- GIVEN DATA
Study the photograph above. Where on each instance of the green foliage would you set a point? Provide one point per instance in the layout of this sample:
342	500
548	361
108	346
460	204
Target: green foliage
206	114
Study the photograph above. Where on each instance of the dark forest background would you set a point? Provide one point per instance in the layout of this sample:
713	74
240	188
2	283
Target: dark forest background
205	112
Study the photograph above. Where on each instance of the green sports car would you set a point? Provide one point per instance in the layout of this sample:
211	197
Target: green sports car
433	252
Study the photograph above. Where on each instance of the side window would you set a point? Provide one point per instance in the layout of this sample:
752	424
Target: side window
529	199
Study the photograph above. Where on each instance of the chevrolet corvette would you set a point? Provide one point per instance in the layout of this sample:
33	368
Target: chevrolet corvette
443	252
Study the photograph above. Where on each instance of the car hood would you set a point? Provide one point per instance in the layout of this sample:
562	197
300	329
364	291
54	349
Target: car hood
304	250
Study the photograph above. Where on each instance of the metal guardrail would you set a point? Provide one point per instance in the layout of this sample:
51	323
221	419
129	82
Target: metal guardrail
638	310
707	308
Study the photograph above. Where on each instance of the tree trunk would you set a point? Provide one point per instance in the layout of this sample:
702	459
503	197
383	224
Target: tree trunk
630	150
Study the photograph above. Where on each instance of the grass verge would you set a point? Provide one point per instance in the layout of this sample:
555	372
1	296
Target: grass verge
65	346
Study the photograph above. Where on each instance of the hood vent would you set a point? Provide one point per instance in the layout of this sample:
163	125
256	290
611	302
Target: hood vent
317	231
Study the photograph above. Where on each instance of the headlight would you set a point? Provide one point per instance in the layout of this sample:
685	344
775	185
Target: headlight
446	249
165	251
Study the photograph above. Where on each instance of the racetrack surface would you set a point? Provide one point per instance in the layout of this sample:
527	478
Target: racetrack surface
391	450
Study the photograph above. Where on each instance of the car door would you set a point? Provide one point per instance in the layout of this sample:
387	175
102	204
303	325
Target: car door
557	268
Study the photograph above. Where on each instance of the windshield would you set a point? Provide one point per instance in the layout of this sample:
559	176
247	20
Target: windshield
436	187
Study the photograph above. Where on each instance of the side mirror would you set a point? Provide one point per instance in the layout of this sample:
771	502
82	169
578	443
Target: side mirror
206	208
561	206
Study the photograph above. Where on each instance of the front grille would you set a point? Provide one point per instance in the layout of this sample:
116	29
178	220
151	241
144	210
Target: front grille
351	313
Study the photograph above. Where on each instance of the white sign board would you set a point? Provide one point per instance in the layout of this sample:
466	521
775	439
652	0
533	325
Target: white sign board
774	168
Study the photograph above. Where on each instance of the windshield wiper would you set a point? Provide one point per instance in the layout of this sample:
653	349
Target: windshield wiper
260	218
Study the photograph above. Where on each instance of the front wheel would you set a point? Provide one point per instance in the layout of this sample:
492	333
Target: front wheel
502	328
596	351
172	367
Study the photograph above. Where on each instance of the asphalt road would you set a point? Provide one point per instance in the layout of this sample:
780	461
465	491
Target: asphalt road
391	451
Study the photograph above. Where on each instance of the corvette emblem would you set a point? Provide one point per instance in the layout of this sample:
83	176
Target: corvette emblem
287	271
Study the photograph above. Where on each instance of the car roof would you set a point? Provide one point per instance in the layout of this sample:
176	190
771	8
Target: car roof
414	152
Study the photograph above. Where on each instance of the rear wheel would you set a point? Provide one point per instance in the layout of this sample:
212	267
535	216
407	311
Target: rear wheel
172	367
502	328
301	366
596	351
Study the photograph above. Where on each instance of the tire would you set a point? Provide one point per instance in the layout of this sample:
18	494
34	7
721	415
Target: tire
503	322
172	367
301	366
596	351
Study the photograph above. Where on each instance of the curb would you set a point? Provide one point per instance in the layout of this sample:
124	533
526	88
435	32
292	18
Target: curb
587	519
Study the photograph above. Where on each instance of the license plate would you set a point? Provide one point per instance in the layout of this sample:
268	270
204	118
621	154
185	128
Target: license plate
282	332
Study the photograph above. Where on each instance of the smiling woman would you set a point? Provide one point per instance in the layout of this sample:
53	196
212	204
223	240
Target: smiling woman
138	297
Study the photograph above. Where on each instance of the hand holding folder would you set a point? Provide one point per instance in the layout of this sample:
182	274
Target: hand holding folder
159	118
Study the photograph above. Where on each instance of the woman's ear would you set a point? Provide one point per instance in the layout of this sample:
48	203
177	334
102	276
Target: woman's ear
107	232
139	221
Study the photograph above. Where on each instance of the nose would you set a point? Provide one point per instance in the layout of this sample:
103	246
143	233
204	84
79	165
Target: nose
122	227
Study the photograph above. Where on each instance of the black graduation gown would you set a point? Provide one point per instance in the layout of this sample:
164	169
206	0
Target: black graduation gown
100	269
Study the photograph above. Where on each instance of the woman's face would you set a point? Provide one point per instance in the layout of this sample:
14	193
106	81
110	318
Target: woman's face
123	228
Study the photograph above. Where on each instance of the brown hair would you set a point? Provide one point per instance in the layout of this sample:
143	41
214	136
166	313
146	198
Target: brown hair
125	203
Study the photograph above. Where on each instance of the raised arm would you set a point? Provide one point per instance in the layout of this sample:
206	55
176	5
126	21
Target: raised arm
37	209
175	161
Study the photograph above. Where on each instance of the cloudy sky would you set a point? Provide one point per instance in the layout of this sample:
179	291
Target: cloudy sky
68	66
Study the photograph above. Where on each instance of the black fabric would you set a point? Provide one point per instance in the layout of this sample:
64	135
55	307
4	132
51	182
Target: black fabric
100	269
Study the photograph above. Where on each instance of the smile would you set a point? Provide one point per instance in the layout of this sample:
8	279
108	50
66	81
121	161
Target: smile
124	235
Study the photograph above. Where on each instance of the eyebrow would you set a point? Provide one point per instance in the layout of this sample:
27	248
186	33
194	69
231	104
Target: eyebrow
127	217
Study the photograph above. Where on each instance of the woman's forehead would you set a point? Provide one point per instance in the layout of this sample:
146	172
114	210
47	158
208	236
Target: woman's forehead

- ASSIGNED TASK
If a line of the records above contains the word "forehead", count it; then give the total and nothing more.

- EXERCISE OUTPUT
2